··· PROVIDED RECORDS

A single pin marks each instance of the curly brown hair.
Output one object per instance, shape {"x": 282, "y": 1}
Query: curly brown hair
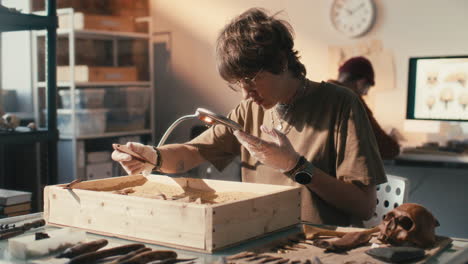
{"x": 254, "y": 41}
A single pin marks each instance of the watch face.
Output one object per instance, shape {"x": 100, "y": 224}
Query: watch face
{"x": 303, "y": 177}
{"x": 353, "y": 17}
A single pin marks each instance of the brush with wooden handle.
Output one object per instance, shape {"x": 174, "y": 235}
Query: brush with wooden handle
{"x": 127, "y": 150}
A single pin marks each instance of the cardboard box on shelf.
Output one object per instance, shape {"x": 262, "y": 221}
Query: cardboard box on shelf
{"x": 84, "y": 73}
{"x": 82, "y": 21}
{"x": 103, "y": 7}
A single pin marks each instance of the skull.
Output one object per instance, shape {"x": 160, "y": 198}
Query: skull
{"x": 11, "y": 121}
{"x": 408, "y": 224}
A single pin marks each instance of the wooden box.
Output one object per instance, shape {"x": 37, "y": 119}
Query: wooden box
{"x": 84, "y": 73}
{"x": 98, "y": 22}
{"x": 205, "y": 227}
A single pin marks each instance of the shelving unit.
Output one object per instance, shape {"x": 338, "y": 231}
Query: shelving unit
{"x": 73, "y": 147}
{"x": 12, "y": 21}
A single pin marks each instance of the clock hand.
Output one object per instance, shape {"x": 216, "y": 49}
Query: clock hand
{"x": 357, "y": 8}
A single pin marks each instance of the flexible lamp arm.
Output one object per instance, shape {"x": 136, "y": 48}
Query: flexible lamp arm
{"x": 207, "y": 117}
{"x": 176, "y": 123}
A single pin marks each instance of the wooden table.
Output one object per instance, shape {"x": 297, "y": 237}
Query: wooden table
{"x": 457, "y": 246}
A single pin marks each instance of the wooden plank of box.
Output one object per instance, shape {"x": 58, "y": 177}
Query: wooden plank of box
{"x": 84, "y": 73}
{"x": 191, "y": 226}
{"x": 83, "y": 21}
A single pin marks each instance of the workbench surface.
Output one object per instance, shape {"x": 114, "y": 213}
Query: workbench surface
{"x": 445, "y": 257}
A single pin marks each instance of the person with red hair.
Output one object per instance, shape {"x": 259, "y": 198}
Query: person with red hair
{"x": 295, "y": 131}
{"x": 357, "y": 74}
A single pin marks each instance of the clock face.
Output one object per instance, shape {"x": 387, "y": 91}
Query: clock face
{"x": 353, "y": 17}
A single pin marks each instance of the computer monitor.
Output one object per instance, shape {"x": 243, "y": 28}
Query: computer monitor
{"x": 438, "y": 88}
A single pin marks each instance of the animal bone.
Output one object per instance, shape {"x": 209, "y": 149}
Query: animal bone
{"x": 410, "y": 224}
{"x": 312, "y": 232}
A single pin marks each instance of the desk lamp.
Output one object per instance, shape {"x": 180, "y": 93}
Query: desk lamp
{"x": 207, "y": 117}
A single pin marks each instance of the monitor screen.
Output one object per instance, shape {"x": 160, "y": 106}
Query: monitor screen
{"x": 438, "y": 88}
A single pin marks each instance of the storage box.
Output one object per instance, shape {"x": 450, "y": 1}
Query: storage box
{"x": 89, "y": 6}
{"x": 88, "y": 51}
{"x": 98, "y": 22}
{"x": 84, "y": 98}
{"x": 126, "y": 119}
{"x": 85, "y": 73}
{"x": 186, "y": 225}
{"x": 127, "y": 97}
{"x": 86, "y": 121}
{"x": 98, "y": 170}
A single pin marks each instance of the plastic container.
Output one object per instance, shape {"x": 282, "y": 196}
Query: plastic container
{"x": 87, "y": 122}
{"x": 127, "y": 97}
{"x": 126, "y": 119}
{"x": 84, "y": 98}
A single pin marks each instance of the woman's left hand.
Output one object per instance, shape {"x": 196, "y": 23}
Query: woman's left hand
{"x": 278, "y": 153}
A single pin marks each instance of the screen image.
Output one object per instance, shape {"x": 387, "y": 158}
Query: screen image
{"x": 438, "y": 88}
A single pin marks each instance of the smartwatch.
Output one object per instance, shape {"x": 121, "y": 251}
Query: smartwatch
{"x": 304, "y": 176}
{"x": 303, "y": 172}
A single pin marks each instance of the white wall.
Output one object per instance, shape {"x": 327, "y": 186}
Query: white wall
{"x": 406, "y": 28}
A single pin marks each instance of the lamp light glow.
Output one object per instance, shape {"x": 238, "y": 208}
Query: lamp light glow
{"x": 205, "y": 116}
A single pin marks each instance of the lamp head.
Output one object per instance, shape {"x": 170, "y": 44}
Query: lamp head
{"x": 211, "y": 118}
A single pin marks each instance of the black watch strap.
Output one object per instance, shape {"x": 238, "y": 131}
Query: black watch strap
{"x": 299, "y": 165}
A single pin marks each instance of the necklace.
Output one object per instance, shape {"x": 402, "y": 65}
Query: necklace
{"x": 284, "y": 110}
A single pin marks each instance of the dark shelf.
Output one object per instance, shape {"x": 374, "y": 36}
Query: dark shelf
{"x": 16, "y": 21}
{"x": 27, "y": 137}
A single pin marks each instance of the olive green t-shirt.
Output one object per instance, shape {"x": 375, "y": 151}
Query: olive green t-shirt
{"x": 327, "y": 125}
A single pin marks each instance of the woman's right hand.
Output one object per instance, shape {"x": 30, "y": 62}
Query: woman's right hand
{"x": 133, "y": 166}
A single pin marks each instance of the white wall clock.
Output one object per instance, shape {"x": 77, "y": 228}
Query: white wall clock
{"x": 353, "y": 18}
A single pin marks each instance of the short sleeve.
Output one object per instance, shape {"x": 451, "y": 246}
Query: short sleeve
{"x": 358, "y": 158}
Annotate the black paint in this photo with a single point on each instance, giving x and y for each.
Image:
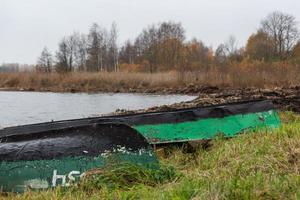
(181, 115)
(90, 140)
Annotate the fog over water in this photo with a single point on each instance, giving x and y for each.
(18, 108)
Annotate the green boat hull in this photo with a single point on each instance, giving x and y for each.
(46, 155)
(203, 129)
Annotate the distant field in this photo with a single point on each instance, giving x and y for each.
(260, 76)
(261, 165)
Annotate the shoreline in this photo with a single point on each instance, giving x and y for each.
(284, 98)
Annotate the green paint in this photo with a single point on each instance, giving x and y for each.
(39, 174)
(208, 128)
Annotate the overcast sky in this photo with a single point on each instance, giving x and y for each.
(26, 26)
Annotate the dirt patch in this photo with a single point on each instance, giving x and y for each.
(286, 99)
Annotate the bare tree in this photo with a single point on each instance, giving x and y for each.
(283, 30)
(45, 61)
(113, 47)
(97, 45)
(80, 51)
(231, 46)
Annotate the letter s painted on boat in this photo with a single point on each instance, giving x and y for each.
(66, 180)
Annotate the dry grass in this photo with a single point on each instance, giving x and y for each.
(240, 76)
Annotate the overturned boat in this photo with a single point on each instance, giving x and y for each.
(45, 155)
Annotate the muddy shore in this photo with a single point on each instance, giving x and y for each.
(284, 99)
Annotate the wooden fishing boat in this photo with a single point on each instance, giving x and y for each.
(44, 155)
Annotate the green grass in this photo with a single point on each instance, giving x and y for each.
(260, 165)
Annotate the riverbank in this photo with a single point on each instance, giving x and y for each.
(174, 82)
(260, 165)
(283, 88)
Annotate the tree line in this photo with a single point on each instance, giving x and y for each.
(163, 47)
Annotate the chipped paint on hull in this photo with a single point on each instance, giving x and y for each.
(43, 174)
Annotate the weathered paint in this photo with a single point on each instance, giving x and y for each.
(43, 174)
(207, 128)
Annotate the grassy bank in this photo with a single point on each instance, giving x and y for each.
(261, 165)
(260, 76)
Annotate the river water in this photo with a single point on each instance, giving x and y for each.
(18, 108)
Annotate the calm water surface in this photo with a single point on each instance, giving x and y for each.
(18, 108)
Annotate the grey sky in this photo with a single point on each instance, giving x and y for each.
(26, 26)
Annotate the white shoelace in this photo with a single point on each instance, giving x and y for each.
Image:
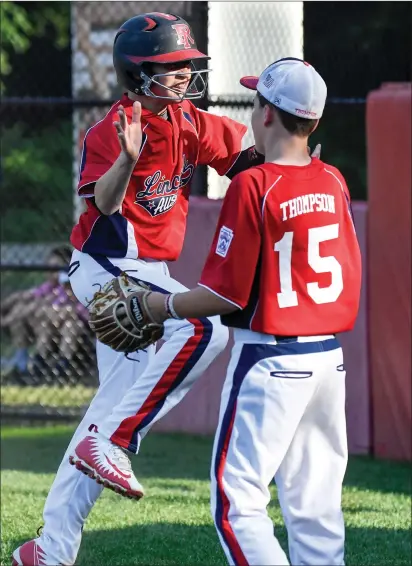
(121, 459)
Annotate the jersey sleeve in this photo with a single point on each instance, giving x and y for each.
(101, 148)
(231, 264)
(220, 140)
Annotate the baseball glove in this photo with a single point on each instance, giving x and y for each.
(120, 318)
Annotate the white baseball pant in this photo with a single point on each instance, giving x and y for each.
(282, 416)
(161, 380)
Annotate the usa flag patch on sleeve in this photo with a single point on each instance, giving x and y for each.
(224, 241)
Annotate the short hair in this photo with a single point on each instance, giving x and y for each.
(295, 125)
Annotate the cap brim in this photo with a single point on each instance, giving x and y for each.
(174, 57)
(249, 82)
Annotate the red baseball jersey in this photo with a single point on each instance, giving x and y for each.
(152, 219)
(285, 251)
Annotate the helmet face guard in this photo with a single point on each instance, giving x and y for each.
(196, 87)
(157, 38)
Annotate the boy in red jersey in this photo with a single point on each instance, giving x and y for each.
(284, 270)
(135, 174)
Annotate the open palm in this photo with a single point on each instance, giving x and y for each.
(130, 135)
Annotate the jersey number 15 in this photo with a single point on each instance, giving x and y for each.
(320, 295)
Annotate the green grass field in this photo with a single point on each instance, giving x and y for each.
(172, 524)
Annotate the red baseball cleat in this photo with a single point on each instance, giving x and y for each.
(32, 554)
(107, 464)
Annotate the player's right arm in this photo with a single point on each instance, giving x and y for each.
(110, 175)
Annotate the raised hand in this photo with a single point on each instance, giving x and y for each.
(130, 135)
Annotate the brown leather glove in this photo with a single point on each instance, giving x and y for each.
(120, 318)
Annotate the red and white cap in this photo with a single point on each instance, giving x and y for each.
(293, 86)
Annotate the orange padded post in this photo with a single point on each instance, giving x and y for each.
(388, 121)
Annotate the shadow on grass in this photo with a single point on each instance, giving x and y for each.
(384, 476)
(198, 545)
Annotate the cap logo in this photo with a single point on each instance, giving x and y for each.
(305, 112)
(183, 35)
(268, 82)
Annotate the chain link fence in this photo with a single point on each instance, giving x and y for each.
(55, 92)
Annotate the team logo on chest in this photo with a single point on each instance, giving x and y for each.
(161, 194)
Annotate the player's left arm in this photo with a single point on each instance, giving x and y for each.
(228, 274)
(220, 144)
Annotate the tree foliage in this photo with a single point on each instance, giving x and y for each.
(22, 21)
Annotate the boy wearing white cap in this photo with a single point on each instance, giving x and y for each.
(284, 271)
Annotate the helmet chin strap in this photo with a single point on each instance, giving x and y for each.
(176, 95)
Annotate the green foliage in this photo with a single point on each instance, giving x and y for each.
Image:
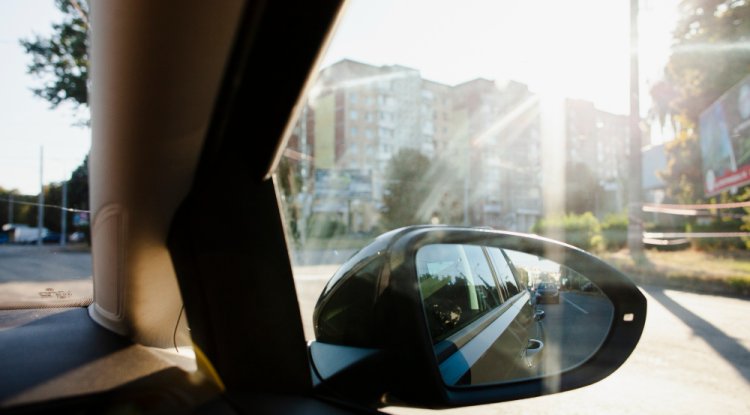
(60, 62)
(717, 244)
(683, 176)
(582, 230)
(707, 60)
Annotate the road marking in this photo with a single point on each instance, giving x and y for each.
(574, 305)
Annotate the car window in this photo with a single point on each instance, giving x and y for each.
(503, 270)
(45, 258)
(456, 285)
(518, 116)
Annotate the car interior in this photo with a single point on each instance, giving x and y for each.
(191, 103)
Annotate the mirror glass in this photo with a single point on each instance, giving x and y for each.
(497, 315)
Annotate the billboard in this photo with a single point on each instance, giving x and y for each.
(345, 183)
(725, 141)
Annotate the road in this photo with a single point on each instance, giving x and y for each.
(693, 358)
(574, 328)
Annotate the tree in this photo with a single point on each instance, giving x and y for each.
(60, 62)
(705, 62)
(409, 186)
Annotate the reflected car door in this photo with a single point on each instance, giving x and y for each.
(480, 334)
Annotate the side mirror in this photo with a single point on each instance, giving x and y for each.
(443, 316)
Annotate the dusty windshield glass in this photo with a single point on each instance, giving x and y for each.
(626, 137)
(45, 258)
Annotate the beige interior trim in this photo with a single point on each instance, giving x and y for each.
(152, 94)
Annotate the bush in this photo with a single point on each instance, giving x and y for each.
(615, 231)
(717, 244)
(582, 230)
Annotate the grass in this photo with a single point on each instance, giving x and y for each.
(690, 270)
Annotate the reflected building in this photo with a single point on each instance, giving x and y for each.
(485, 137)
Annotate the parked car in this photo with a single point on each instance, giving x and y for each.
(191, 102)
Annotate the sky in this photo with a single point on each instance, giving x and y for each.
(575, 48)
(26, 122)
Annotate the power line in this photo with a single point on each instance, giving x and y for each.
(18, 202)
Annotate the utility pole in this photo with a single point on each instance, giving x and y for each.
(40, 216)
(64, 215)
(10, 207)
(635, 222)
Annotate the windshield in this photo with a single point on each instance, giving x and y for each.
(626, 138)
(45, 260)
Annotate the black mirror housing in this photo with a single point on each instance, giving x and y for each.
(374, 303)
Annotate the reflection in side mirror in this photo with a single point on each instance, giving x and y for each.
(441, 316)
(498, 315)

······

> [EXERCISE INSTRUCTIONS] Write out, word for word, every line from the one containing "Annotate the parked" through the last line of the records above.

> [CORRECT RESPONSE]
Annotate the parked car in this photo with a single point on each instance, giving x and y for each.
(191, 102)
Annotate the sky in this photo with a single point on each instance, giving x and y for each.
(575, 48)
(26, 122)
Annotate the power line in this photo with a single point on each instance, giving x and y for each.
(18, 202)
Annotate the utility pole in this photo with a single point on each instance, giving x and y for each.
(40, 216)
(64, 215)
(10, 207)
(635, 222)
Annotate the windshield in this photo with a single point on each instance, giving x and y for each.
(626, 138)
(45, 260)
Annotate the black mirror housing in this photo with a single point on each instance, giving x and y for each.
(374, 303)
Annotate the reflection in side mirror in this photo with a single point on each instance, giving x and y for each.
(441, 316)
(498, 315)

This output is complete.